[Extracted data entries]
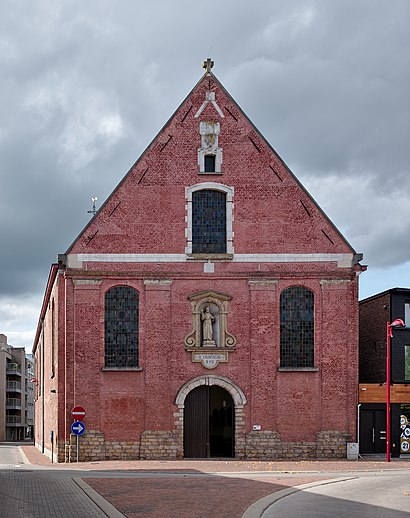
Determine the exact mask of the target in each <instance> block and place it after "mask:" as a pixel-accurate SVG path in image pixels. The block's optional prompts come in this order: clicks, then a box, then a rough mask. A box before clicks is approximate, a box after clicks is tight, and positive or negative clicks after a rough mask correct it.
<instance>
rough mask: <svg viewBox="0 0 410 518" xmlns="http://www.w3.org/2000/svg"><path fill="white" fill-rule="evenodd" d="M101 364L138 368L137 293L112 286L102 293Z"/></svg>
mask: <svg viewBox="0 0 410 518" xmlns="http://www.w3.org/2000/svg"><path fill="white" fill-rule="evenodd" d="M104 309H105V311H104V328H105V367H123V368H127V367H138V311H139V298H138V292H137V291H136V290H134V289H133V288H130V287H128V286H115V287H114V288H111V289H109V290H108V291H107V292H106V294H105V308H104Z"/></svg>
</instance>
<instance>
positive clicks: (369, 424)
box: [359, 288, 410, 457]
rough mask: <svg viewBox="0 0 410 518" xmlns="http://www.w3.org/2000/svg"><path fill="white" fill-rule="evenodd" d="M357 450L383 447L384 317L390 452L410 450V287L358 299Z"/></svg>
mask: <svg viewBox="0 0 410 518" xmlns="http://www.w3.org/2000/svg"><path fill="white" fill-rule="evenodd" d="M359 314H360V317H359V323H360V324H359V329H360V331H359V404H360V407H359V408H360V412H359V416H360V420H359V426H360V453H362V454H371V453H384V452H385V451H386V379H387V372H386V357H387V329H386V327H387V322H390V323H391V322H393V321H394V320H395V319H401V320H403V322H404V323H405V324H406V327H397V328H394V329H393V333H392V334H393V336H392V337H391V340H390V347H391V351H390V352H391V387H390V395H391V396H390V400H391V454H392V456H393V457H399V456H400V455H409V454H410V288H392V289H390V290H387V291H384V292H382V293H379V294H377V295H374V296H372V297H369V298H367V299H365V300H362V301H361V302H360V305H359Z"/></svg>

§ Task goal: Retype every entry verbatim and exclude the pictures from the copy.

§ Result of this task:
Determine the exact mask of the target in each <instance> block and place it after "mask:" as a pixel-accurate SVG path in image pixels. The block's optional prompts come in this order: clicks, then a box, then a rough mask. A box before clicks is approximate, a box after clicks is tight, and positive or negative clicks after a rough mask correct it.
<instance>
rough mask: <svg viewBox="0 0 410 518" xmlns="http://www.w3.org/2000/svg"><path fill="white" fill-rule="evenodd" d="M101 364L138 368L137 293L112 286L102 293Z"/></svg>
mask: <svg viewBox="0 0 410 518" xmlns="http://www.w3.org/2000/svg"><path fill="white" fill-rule="evenodd" d="M104 309H105V311H104V328H105V367H123V368H127V367H138V311H139V298H138V292H137V291H136V290H134V289H133V288H130V287H128V286H115V287H114V288H111V289H109V290H108V291H107V292H106V294H105V308H104Z"/></svg>
</instance>
<instance>
positive clicks: (369, 424)
box: [359, 288, 410, 457]
rough mask: <svg viewBox="0 0 410 518" xmlns="http://www.w3.org/2000/svg"><path fill="white" fill-rule="evenodd" d="M357 450L383 447L384 317L390 452L410 450V287L358 299Z"/></svg>
mask: <svg viewBox="0 0 410 518" xmlns="http://www.w3.org/2000/svg"><path fill="white" fill-rule="evenodd" d="M359 314H360V317H359V323H360V324H359V329H360V331H359V404H360V407H359V408H360V412H359V416H360V420H359V426H360V453H362V454H371V453H384V452H385V451H386V379H387V372H386V357H387V329H386V327H387V322H390V323H391V322H393V321H394V320H395V319H401V320H403V322H404V323H405V324H406V327H397V328H394V329H393V333H392V334H393V336H392V337H391V340H390V347H391V351H390V352H391V387H390V395H391V396H390V400H391V454H392V456H393V457H399V456H400V455H409V454H410V288H392V289H390V290H387V291H384V292H382V293H379V294H377V295H374V296H372V297H369V298H367V299H365V300H362V301H361V302H360V305H359Z"/></svg>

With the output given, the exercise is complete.